• **Photo-based referring expression data**
________________________________________

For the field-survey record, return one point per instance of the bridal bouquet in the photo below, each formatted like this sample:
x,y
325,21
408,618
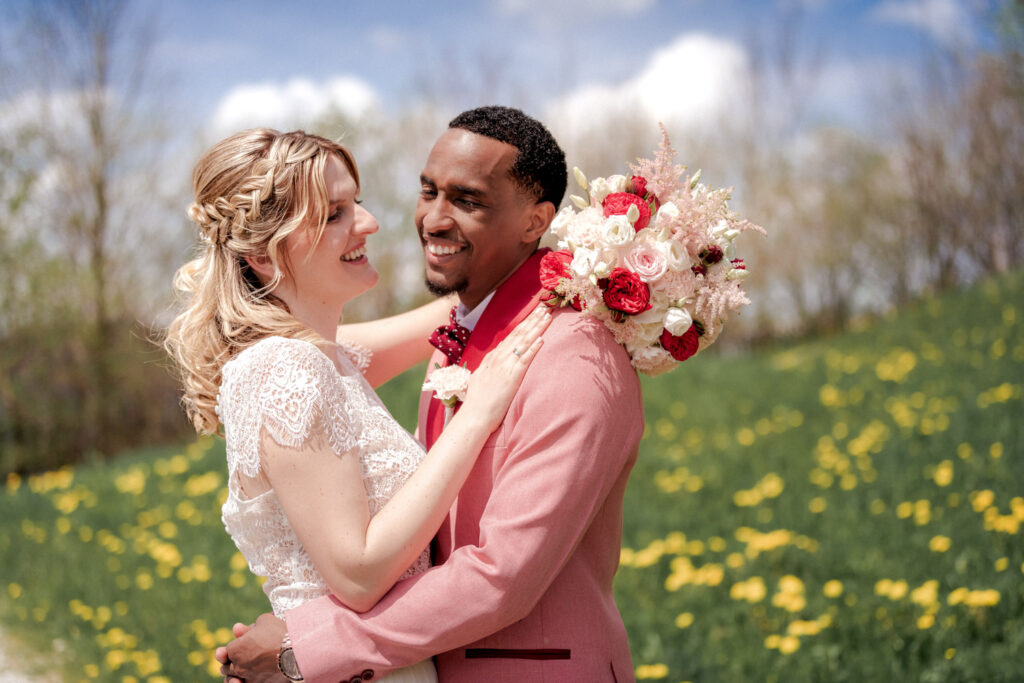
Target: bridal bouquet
x,y
652,257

________________________________________

• **Goal of the exercise**
Give the data again word for word, without pictures.

• **Your response**
For the field-survey record, return one point per instance of the bridal bouquet in the photo below, each formatted like this sample:
x,y
325,21
408,618
Target: bridal bouquet
x,y
652,257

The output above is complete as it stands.